BEGIN

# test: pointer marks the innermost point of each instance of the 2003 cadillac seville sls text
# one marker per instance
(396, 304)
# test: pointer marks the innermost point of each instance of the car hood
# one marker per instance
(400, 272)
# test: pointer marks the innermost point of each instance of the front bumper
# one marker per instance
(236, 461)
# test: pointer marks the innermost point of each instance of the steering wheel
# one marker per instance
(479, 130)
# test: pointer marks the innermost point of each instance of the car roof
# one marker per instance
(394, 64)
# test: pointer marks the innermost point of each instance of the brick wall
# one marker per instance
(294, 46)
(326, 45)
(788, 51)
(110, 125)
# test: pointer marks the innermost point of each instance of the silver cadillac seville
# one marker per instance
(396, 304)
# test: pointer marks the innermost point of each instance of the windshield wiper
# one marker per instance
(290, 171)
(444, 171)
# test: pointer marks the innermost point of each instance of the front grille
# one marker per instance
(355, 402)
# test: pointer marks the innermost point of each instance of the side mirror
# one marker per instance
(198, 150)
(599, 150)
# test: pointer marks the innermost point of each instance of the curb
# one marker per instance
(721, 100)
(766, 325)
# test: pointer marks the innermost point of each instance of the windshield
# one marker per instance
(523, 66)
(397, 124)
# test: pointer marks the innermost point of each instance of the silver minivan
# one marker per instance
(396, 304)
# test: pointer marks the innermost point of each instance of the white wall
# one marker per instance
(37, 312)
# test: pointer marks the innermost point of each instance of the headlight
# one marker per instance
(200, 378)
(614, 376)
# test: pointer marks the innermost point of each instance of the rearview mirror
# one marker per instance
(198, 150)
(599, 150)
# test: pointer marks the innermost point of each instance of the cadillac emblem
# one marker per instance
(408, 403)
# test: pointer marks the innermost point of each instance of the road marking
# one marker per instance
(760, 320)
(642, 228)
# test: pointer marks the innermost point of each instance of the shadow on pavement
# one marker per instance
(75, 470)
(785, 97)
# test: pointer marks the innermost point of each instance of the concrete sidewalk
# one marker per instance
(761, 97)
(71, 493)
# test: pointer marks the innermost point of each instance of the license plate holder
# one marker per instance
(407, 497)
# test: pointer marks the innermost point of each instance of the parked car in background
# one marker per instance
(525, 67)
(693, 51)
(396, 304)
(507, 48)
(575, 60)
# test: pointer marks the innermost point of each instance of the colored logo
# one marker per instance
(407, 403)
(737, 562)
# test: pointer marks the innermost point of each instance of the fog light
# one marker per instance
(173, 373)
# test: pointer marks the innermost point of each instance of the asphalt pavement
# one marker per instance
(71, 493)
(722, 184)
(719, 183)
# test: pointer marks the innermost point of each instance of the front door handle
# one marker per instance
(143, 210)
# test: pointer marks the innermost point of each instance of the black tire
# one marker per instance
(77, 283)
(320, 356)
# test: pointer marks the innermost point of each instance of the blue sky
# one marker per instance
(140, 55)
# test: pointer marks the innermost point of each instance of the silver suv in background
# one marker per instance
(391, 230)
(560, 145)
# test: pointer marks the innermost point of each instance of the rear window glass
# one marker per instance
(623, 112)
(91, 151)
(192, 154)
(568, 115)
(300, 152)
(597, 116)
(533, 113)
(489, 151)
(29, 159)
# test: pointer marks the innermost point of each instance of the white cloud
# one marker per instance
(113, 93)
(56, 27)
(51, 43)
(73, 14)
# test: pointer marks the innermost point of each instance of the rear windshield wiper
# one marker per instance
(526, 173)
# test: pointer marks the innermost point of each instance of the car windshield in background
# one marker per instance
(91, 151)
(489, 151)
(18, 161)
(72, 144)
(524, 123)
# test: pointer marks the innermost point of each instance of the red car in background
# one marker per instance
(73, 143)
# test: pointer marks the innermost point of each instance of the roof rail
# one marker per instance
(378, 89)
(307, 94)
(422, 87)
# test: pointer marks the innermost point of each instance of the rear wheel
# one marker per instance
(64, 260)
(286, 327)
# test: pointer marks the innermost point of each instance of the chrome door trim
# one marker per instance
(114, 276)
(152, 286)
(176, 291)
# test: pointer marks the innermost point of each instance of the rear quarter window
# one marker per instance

END

§ **To do**: All of the entries above need to be reproduced exactly.

§ **Written response**:
# test: pointer marks the innermost point of each instance of the 2003 cadillac seville sls text
# one marker per instance
(396, 304)
# test: pointer marks the innermost point of each instance of the car hood
# one marker per instance
(400, 272)
# test: pointer marks the innermost point of each instance of the front bumper
# one marker per instance
(236, 461)
# test: pointer marks the innermost point of each instance of the steering wheel
# one marker per instance
(479, 130)
# test: pointer marks the innermost point of each instance of the car roof
# one marker per instance
(394, 64)
# test: pointer marks the innermost point of each instance of the brick wall
# one marker per instance
(294, 46)
(326, 45)
(788, 51)
(110, 125)
# test: pointer marks the innermost point of each instance of the silver cadillac seville
# one marker per instance
(396, 304)
# test: pointer marks the innermost point of each instance of the windshield wiper
# one marker per instance
(290, 171)
(444, 171)
# test: pointer marks the innermost point of each instance of the front grille
# one marker per instance
(355, 402)
# test: pointer marks the innermost point of each instance of the side mirror
# one marker per instance
(198, 150)
(599, 150)
# test: pointer marks the innermost point of each instance of the curb
# one marker per instance
(721, 100)
(766, 325)
# test: pointer marks the innermost point of each instance of the windshield
# one marker per instance
(523, 66)
(397, 124)
# test: pointer marks the innermost point of each instance of the silver minivan
# one marker per instance
(396, 304)
# test: pointer marks the innermost point of each instance of the white wall
# one marker per instance
(37, 312)
# test: pointer marks the innermost point of each instance of the headlight
# one marker per instance
(200, 378)
(614, 376)
# test: pointer marks the innermost point of each instance of the rearview mirror
# one marker per instance
(198, 150)
(599, 150)
# test: pointer marks the innermost point of each instance of the cadillac emblem
# one marker per instance
(408, 403)
# test: pointer marks the innermost point of each instance of the road marking
# one marker per instance
(760, 320)
(642, 228)
# test: pointer marks the innermost point of each instance of the shadow on pavement
# one marker per instance
(75, 470)
(785, 97)
# test: pointer marks the innermost point of each instance of the concrete sidewalk
# one marker per instance
(761, 97)
(71, 493)
# test: pointer marks the innermost point of each instance of the license plate holder
# one marker per instance
(407, 497)
# test: pointer marks the innermost point of each instance of the parked car in background
# one marker per instance
(525, 67)
(693, 51)
(396, 304)
(507, 48)
(575, 60)
# test: pointer marks the innermost point of each instance of the colored logo
# one marker per instance
(407, 403)
(737, 562)
# test: pointer marks the innermost point of each instance of the fog light
# one marker per instance
(173, 373)
# test: pointer marks the innermost point of each instance of the asphalt pavement
# one marker per instance
(71, 493)
(722, 184)
(719, 183)
# test: pointer marks the innermost point of each instance of the front door handle
# one marker per instance
(143, 210)
# test: pointer marks the innermost point of each instance of the black tire
# one marker per instance
(77, 283)
(320, 356)
# test: pointer marks the innermost point of each instance of the blue sky
# one marker per instance
(140, 55)
# test: pointer marks the innermost point of each instance of the silver suv in background
# one marker per instance
(391, 230)
(560, 145)
# test: pointer marks the innermost point of each instance of the rear window glass
# one marker per instance
(623, 112)
(91, 151)
(192, 154)
(568, 115)
(300, 152)
(597, 116)
(533, 113)
(489, 151)
(29, 159)
# test: pointer marks the innermost point of each instance of the white cloud
# one marker per instance
(113, 93)
(56, 27)
(51, 43)
(73, 14)
# test: pointer marks the innermost point of each instance of the rear windshield wiper
# one marker per instance
(526, 173)
# test: pointer marks the innermost point of each instance of the car windshield in background
# one marker per instance
(91, 151)
(489, 151)
(18, 161)
(72, 144)
(524, 123)
# test: pointer marks the innermost point of each instance of the red car in background
# one marker per instance
(73, 143)
# test: pointer marks the innermost point of each instance of the roof rail
# one marker per instance
(378, 89)
(307, 94)
(422, 87)
# test: pointer marks the innermost point of each instance of the rear wheel
# one marker per instance
(64, 260)
(286, 327)
# test: pointer marks the innermost point of each instance of the chrome door trim
# one marker per instance
(114, 276)
(152, 286)
(176, 291)
# test: pointer marks the innermost point of each instance of the rear quarter window
# one marker per instance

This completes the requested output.